▶ [Task brief]:
Return every one of the lines below word for word, keeping their order.

— START —

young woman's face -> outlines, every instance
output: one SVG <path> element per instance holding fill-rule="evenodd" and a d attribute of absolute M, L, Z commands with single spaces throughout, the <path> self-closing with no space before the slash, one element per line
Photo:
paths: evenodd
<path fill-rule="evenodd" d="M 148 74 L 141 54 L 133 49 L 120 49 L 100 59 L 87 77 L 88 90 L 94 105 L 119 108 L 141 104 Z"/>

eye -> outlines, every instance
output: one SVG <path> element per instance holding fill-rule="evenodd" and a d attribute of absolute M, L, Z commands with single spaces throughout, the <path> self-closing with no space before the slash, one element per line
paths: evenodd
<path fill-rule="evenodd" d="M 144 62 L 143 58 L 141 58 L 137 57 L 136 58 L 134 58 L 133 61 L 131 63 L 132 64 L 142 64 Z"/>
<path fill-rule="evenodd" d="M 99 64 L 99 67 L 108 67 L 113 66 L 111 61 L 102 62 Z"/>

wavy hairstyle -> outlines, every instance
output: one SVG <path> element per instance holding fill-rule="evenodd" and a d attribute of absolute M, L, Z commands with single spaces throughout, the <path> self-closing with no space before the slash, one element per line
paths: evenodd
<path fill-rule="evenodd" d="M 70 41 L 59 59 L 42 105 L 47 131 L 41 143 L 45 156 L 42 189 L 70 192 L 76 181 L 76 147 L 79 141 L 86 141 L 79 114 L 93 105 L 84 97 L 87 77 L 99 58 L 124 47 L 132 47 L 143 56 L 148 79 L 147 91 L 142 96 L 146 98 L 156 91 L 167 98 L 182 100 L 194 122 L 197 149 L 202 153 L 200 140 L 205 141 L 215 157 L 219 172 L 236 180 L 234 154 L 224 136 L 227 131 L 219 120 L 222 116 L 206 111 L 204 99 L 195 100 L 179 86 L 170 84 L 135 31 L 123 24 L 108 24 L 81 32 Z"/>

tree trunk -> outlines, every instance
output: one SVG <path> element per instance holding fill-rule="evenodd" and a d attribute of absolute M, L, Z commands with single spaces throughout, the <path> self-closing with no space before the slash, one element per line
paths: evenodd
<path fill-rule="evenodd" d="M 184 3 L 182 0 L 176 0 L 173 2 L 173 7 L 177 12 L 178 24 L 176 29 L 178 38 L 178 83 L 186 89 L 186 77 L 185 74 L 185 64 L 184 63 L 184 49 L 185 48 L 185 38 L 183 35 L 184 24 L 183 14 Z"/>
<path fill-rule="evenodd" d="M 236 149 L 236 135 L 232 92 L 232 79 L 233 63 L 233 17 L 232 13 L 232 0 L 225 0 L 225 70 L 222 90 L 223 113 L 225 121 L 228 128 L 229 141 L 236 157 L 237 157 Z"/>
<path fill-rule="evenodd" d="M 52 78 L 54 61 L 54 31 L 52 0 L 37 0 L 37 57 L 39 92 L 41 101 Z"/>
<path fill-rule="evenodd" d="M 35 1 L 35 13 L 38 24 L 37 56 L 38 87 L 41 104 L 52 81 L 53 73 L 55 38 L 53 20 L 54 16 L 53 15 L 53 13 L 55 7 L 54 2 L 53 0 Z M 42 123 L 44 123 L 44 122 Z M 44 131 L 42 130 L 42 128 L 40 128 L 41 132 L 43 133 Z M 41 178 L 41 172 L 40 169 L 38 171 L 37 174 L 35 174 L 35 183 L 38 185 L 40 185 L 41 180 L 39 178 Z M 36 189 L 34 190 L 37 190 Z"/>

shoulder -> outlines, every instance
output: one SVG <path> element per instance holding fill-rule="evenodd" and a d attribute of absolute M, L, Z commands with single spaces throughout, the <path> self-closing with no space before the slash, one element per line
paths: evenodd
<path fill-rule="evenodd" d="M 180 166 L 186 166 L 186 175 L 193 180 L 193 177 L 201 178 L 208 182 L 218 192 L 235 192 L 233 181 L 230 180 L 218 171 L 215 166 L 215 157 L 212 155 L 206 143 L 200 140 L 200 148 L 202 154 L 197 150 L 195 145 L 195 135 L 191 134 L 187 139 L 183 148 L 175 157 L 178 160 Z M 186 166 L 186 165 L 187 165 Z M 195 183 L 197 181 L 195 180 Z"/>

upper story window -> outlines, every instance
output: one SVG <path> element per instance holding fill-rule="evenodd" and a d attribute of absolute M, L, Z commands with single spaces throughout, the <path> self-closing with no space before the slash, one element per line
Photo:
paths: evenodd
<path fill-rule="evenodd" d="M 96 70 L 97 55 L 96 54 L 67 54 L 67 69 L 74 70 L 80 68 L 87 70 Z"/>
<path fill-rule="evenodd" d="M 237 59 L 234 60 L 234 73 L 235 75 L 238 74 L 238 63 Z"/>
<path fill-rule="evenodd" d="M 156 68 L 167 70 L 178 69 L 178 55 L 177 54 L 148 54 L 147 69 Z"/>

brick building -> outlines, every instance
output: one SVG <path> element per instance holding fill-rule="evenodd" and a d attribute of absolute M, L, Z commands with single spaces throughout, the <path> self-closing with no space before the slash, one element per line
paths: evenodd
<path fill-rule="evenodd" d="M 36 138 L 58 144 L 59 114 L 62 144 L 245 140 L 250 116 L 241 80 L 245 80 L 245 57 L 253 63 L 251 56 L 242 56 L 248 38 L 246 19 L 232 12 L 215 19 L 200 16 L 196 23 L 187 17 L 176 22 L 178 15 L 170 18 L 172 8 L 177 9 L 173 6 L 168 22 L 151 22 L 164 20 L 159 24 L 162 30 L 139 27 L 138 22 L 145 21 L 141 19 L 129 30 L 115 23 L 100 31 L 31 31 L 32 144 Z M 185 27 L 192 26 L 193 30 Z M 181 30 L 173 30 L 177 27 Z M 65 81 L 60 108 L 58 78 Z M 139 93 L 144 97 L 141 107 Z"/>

— END —

▶ [The answer]:
young woman's face -> outlines, every instance
output: one SVG <path> element per instance holding fill-rule="evenodd" and a d attribute of absolute M, L, Z commands with single spaces throughout, the <path> self-closing with no space before the slash, one element per line
Photo:
paths: evenodd
<path fill-rule="evenodd" d="M 148 74 L 141 54 L 133 49 L 120 49 L 100 59 L 87 77 L 88 90 L 94 105 L 119 108 L 141 104 Z"/>

eye -> outlines, every instance
output: one SVG <path> element per instance holding fill-rule="evenodd" and a d attribute of absolute M, L, Z commands with single spaces throughout, the <path> self-closing with no space before the slash, one element per line
paths: evenodd
<path fill-rule="evenodd" d="M 144 62 L 143 58 L 141 58 L 137 57 L 136 58 L 134 58 L 133 61 L 131 63 L 132 64 L 142 64 Z"/>
<path fill-rule="evenodd" d="M 99 64 L 99 67 L 108 67 L 113 66 L 111 61 L 102 62 Z"/>

wavy hairstyle -> outlines, every instance
output: one SVG <path> element per instance holding fill-rule="evenodd" and a d attribute of absolute M, L, Z commands with single spaces throughout, the <path> self-closing with no space before the slash, one element per line
paths: evenodd
<path fill-rule="evenodd" d="M 70 41 L 59 59 L 42 105 L 47 131 L 41 143 L 45 156 L 42 189 L 70 192 L 76 181 L 76 147 L 79 141 L 86 141 L 79 114 L 93 105 L 84 97 L 87 77 L 99 58 L 124 47 L 132 47 L 143 56 L 148 79 L 147 91 L 142 96 L 146 98 L 156 91 L 167 98 L 182 100 L 194 122 L 197 149 L 202 153 L 200 140 L 205 141 L 215 157 L 219 172 L 236 180 L 234 154 L 224 136 L 227 131 L 219 120 L 222 116 L 206 111 L 204 99 L 195 100 L 179 86 L 170 84 L 135 31 L 123 24 L 108 24 L 81 32 Z"/>

tree trunk -> outlines, every instance
output: one SVG <path> element per instance holding fill-rule="evenodd" and a d attribute of absolute M, L, Z commands with single spaces throughout, the <path> self-closing with no space before the slash, one element per line
paths: evenodd
<path fill-rule="evenodd" d="M 184 3 L 182 0 L 176 0 L 173 2 L 173 7 L 177 12 L 178 24 L 176 29 L 178 38 L 178 83 L 186 89 L 186 77 L 185 74 L 185 64 L 184 63 L 184 49 L 185 48 L 185 38 L 183 35 L 184 24 L 183 14 Z"/>
<path fill-rule="evenodd" d="M 236 149 L 236 135 L 232 92 L 232 79 L 233 63 L 233 17 L 232 13 L 232 0 L 225 0 L 225 70 L 222 90 L 223 113 L 225 121 L 228 128 L 229 141 L 236 157 L 237 157 Z"/>
<path fill-rule="evenodd" d="M 52 78 L 54 61 L 54 31 L 52 0 L 37 0 L 37 57 L 39 92 L 41 101 Z"/>
<path fill-rule="evenodd" d="M 35 1 L 35 13 L 38 24 L 37 56 L 38 87 L 41 104 L 52 81 L 53 73 L 55 38 L 53 20 L 54 16 L 53 15 L 53 13 L 55 7 L 54 2 L 53 0 Z M 42 123 L 44 123 L 44 122 Z M 44 131 L 42 130 L 42 128 L 40 128 L 41 132 L 43 133 Z M 41 178 L 41 172 L 40 169 L 38 171 L 37 174 L 35 174 L 35 183 L 38 185 L 40 185 L 41 180 L 39 178 Z M 36 189 L 34 190 L 37 190 Z"/>

shoulder -> outlines, every instance
output: one SVG <path> element per instance holding fill-rule="evenodd" and a d attribute of absolute M, L, Z commands with single spaces throughout, the <path> self-closing with no space before the slash, one element per line
paths: evenodd
<path fill-rule="evenodd" d="M 180 166 L 186 166 L 186 175 L 193 180 L 193 177 L 201 178 L 208 182 L 218 192 L 235 192 L 233 181 L 230 180 L 218 171 L 215 166 L 215 157 L 212 155 L 206 143 L 200 140 L 200 148 L 202 154 L 197 150 L 195 145 L 195 135 L 191 134 L 187 139 L 183 148 L 175 157 L 178 160 Z M 186 166 L 186 165 L 187 165 Z M 195 183 L 197 181 L 195 180 Z"/>

upper story window -> outlines, every instance
output: one SVG <path> element per instance holding fill-rule="evenodd" and a d attribute of absolute M, L, Z commands with single spaces throughout, the <path> self-closing with no space before the slash, one element per line
Photo:
paths: evenodd
<path fill-rule="evenodd" d="M 96 70 L 97 55 L 96 54 L 67 54 L 67 69 L 74 70 L 80 68 L 87 70 Z"/>
<path fill-rule="evenodd" d="M 237 59 L 234 60 L 234 73 L 235 75 L 238 74 L 238 63 Z"/>
<path fill-rule="evenodd" d="M 156 68 L 167 70 L 178 69 L 178 55 L 177 54 L 148 54 L 147 69 Z"/>

brick building -> outlines, every instance
output: one SVG <path> element per instance holding fill-rule="evenodd" and a d attribute of absolute M, L, Z commands with single spaces throughout, the <path> self-closing with no space before the slash, one element per line
paths: evenodd
<path fill-rule="evenodd" d="M 36 138 L 58 144 L 59 114 L 62 144 L 245 140 L 250 116 L 241 80 L 245 80 L 245 57 L 253 63 L 251 56 L 242 56 L 248 38 L 246 19 L 232 12 L 215 19 L 200 16 L 196 23 L 187 17 L 176 22 L 178 15 L 170 18 L 172 8 L 177 9 L 173 6 L 168 22 L 151 22 L 164 20 L 159 24 L 162 30 L 139 27 L 138 22 L 145 21 L 141 19 L 129 30 L 115 23 L 100 31 L 31 31 L 32 144 Z M 185 27 L 192 26 L 193 30 Z M 181 30 L 173 30 L 177 27 Z M 65 81 L 60 108 L 58 78 Z M 139 93 L 144 97 L 141 107 Z"/>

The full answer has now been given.